Passage to read:
Content starts
If I hear one more well-intentioned but tone-deaf beltway insider speculate about when Republicans are going to turn on Donald Trump, after the latest offense, I’ll scream. Read my lips: move on, folks, it’s never gonna happen. Because they’re all Donald Trump now. After two years of Trump being the dominant force of gravity in the GOP, he hasn’t tempered himself or conformed to governing or even half-heartedly attempted unity. The raging id has taken over the party both politically and policy-wise—the self-proclaimed King of Debt got every fiscal hawk in the House drunk on the deficit, jacking it up by $1 trillion and causing a mass market correction. It turns out the Democrats are the party of fiscal restraint.
But it doesn’t matter. Because Trump is the party and the party is Trump. And being Donald Trump means never saying you’re sorry.
Being Donald Trump means that when the latest in a long string of alienated gunman with ultra-right wing, white supremacist ties shoots up yet another school, you don’t say the words “domestic terror” or “white supremacist” because a big chunk of your electoral coalition is onboard with white supremacy. And no matter how pernicious or poisonous they are, your people are top-of-mind. Same with the NRA, the Republican Party’s deepest-pocketed sugar daddy, which spent tens of millions of dollars to elect Mr. Trump. They get off scot-free, because in Trump-world, it’s loyalty or perceived loyalty first. To Donald Trump, that’s more important than a classroom full of kids who’ll never graduate, and 17 families who will never see their sons and daughters again.
Content ends
Required action: Resume the commentary on Donald Trump's hold over the Republican Party, starting right after its final sentence.

Data excerpts:
Content starts
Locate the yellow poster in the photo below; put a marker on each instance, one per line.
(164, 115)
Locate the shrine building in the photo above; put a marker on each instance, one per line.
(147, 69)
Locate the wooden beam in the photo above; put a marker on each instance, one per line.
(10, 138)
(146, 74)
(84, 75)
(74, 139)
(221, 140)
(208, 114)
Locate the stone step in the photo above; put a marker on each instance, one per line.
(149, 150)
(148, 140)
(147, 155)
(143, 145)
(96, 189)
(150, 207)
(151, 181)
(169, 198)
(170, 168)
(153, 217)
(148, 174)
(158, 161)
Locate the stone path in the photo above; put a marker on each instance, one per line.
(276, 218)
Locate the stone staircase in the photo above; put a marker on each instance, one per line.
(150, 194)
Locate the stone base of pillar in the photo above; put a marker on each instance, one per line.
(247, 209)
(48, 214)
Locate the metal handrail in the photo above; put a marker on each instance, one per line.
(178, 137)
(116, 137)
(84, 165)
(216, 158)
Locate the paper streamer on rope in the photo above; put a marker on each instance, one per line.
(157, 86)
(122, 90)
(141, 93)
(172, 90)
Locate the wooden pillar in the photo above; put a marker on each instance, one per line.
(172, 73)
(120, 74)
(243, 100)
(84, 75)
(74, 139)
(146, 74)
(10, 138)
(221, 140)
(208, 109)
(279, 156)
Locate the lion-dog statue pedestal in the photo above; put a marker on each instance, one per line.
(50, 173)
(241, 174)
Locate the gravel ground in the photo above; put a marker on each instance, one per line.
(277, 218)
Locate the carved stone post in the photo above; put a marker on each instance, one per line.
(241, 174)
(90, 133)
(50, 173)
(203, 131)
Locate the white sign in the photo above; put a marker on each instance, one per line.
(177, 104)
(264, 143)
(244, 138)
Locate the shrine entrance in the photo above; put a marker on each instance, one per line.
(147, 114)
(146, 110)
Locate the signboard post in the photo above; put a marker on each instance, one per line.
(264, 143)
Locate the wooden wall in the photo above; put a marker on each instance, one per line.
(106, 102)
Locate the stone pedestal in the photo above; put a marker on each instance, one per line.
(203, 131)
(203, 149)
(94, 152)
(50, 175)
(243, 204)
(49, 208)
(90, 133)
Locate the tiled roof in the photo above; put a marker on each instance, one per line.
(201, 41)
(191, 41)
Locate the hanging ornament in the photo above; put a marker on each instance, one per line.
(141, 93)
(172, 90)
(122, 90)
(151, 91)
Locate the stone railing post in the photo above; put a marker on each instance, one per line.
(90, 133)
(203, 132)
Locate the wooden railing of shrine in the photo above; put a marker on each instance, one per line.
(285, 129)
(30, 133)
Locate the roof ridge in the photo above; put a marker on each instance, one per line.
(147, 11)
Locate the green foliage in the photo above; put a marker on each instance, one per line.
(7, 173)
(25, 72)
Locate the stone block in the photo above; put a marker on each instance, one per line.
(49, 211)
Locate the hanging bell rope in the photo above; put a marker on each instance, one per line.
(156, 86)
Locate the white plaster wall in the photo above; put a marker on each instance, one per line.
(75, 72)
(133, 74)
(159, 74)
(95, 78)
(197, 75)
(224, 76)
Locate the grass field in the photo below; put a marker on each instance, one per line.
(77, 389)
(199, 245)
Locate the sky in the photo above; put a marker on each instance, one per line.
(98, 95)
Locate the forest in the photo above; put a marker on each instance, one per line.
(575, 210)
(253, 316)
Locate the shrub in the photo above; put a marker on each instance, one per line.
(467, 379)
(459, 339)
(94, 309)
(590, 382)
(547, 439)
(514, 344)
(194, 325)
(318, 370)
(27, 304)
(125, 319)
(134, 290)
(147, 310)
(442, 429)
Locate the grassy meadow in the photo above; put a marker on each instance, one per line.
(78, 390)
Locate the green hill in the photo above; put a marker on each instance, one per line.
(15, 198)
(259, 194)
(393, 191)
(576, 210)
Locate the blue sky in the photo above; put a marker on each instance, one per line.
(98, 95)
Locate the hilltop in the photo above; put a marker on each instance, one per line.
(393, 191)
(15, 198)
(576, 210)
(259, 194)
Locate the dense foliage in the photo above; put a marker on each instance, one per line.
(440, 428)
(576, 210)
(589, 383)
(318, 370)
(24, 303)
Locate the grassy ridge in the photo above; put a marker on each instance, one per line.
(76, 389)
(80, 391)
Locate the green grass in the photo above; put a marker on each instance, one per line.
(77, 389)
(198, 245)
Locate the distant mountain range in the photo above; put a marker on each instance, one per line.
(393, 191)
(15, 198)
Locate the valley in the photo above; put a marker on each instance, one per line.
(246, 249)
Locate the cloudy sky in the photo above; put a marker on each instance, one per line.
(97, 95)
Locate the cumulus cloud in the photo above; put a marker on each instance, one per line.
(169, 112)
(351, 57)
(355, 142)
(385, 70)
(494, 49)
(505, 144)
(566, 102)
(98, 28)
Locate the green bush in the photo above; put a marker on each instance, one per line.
Content ends
Response to the task:
Being Donald Trump means a shrug, a smirk and a pass when one of the guys kicks the shit out of his wife, because, hey, in your world, what’s the big deal? Being one of the guys comes first. And being Donald Trump means having slippery lawyers on retainer who pay off the porn stars and playmates, because, hey, in your world, that’s normal. And surrounding yourself with people who put Trump first is all that matters. But that’s part of the president’s curious id appeal: he speaks to a yawning need especially in American men because he seems to break all the rules they are sick of being told they have to adhere to. Donald Trump gets to screw the porn stars and playmates behind his wife’s back and not get penalized. I hate to say it, but lots of guys out there look up to that and not-so-secretly want to be it. Ergo, President Trump.
Being Donald Trump means twisted logic: a crime isn’t a crime if the crime benefits you, because, hey, who wouldn’t? And a crime is fine if you perceive it as a win. And it doesn’t matter if we were attacked by a hostile foreign power if that attack meant a critical political victory to you or your party. In fact, you’d do it all over again, proven last week by Donald Trump and the GOP’s collective yawn over the urgent Russia revelations aired by Dan Coats, Mr. Trump’s own national intelligence director.
Being Donald Trump means not having the character or wherewithal to know when you’re caught and being stuck in a losing proposition and not caring because you’re fine with burning it all down in a momentary Hail Mary of self-preservation. And it doesn’t matter if the country is losing a battle for its soul so long as you’re getting attention and commanding what passes for respect.
Being Donald Trump means never answering to a higher power or peer because in your estimation, there’s no such thing, though, weirdly, the vast majority of white evangelicals—who apparently watch Fox News more than they read the Sermon on the Mount—think you’re the second coming.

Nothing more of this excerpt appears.